Material from a data collection

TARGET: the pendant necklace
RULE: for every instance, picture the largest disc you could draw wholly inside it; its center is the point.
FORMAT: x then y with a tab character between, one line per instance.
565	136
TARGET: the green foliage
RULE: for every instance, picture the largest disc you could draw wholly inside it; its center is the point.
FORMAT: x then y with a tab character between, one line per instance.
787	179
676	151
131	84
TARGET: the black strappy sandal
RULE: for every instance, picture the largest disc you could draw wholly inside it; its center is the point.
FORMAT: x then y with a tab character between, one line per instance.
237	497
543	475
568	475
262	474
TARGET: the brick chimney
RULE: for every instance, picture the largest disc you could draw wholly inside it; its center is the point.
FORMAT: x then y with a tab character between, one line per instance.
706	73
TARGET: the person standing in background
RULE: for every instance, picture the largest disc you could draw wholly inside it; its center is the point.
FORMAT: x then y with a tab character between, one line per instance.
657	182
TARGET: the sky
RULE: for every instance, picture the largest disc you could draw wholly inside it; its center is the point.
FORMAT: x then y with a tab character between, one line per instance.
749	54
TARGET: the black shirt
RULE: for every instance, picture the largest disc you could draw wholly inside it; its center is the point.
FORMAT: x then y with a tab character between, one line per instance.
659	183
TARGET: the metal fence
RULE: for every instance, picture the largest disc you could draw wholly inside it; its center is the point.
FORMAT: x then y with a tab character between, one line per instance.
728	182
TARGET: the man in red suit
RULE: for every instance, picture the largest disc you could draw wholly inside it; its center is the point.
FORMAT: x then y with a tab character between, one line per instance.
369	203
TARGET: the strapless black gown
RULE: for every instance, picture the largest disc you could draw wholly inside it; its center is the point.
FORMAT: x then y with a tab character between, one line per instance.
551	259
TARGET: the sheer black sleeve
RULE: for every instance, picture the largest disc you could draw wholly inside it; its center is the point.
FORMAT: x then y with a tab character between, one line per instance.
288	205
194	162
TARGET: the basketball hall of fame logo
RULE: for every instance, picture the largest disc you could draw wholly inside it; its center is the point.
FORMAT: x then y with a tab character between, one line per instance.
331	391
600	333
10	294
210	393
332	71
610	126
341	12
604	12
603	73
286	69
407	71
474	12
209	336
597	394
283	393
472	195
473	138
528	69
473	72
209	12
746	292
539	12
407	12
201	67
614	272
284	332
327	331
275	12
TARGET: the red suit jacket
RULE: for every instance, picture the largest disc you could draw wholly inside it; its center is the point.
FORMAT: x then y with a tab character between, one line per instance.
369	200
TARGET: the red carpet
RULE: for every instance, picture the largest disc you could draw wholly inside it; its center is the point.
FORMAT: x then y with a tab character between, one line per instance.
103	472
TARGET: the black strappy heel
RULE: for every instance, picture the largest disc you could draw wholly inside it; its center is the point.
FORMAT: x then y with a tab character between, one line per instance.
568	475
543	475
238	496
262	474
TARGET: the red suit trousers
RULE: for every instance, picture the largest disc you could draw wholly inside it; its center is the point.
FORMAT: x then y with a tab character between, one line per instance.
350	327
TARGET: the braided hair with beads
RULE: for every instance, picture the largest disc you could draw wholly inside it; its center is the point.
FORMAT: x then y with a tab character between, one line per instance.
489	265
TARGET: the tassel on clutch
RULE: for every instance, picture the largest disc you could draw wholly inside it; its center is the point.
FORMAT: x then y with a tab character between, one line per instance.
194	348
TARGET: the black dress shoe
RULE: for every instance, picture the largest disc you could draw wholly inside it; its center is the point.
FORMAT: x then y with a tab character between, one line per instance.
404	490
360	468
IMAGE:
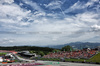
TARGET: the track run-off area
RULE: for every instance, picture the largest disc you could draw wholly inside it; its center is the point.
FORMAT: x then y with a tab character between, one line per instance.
48	63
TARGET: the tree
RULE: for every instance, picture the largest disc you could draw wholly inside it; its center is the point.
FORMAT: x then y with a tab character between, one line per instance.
55	50
67	48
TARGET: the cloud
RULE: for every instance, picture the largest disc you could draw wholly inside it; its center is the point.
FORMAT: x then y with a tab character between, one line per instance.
54	5
81	6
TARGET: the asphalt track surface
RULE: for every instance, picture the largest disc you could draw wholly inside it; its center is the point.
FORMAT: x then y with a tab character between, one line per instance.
53	63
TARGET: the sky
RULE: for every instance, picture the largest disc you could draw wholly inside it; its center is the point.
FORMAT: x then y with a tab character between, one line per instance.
49	22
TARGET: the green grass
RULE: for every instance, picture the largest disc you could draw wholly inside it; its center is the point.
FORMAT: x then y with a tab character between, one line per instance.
2	54
95	58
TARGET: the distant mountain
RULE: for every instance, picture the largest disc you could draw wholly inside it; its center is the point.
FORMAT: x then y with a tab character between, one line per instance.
77	45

__What needs to be done__:
Recast the material from the line containing "TARGET: the green grass" through the end of the material, both ends included, as a JSON list of strings with one string per line. Leave out blank lines.

__Solution__:
[
  "TARGET: the green grass",
  "RULE: for every instance, picture the largest disc you could draw wholly inside it; its center is the point.",
  "FORMAT: x then y with a tab character between, one line per instance.",
  "2\t54",
  "95\t58",
  "TARGET: the distant mountain",
  "RULE: for every instance, picture the largest disc you could draw wholly inside it; its center is the point.",
  "FORMAT: x then y with a tab character between, one line per instance.",
  "77\t45"
]